Problems to solve:
[A] Print the section of the ptychography passage that begins at the words "Deep convolutional architectures" and ends after the words "a statistical prior.", copying it verbatim.
[B] Name every traditional iterative model-based solver that the ptychography passage gives as an example.

Document segment:

Traditional iterative model-based solvers for ptychography (e.g., ePIE, Difference Map, Alternating Projections) require extensive measurement redundancy (typically $\gtrsim$ 50% spatial overlap) and hundreds to thousands of iterations per probe position, severely limiting frame rates and imposing high computational latency for large SBP (Cherukara et al., 2020, Zhou et al., 2022, Welker et al., 2022). Parallelization, as in (Zhou et al., 2022), provides up to $38\times$ acceleration but rarely achieves beyond $\sim$ 1 fps without substantial hardware investment.

Deep convolutional architectures such as PtychoNN (Cherukara et al., 2020) learn a direct mapping from a single (or batched) diffraction pattern to object amplitude/phase, enabling near-millisecond per-frame reconstructions for modest fields of view and tolerating aggressive sparse sampling (step-size up to 5 $\times$ the beam width). These methods, while extremely fast once trained, are typically input–output (per-frame) predictors and lack explicit modeling of space-time evolution or compressed collective correlations across video sequences.

The neural-field, low-rank approach addresses SBP–frame rate scaling with holistic exploitation of temporal redundancy, transforming temporal variation from a constraint into a statistical prior.

Data to examine:
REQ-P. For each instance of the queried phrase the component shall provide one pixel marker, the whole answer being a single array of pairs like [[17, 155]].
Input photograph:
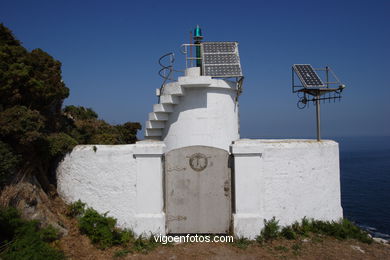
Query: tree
[[34, 130]]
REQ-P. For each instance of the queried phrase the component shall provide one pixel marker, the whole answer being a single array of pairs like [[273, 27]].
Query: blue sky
[[109, 52]]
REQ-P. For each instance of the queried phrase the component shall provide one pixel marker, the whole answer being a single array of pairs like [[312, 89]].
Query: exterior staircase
[[157, 119]]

Answer section:
[A]
Deep convolutional architectures such as PtychoNN (Cherukara et al., 2020) learn a direct mapping from a single (or batched) diffraction pattern to object amplitude/phase, enabling near-millisecond per-frame reconstructions for modest fields of view and tolerating aggressive sparse sampling (step-size up to 5 $\times$ the beam width). These methods, while extremely fast once trained, are typically input–output (per-frame) predictors and lack explicit modeling of space-time evolution or compressed collective correlations across video sequences.

The neural-field, low-rank approach addresses SBP–frame rate scaling with holistic exploitation of temporal redundancy, transforming temporal variation from a constraint into a statistical prior.

[B]
ePIE
Difference Map
Alternating Projections